• _ACTIVITY_: Your job is to return every line in the data holding the string "panel".

• _Image-grounded pointing data_:
________

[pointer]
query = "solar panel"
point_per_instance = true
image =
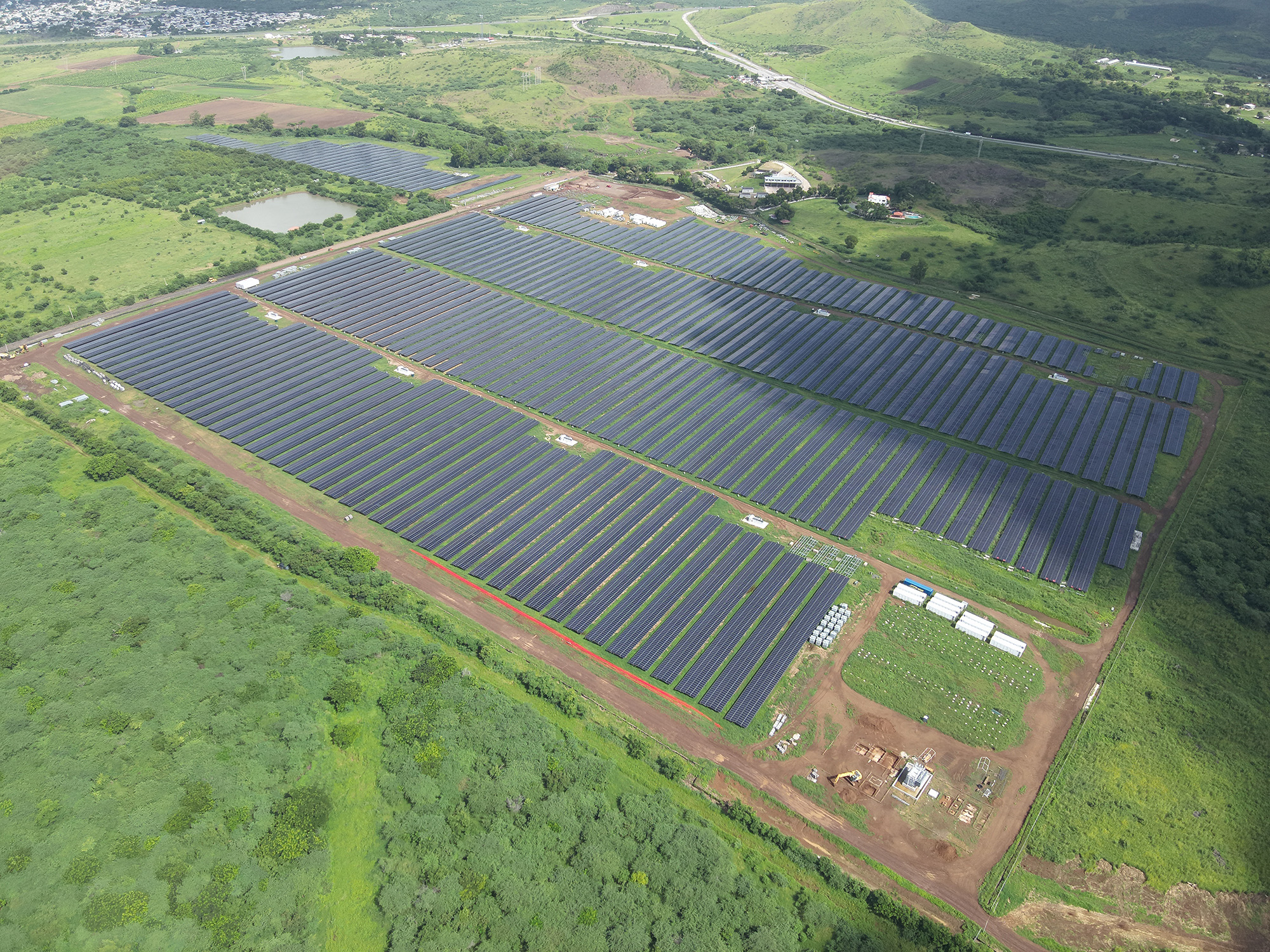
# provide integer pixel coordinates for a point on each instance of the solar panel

________

• _YOUR RESPONSE_:
query = "solar panel"
# provide integer pixel coordinates for a point on each instance of the solar panel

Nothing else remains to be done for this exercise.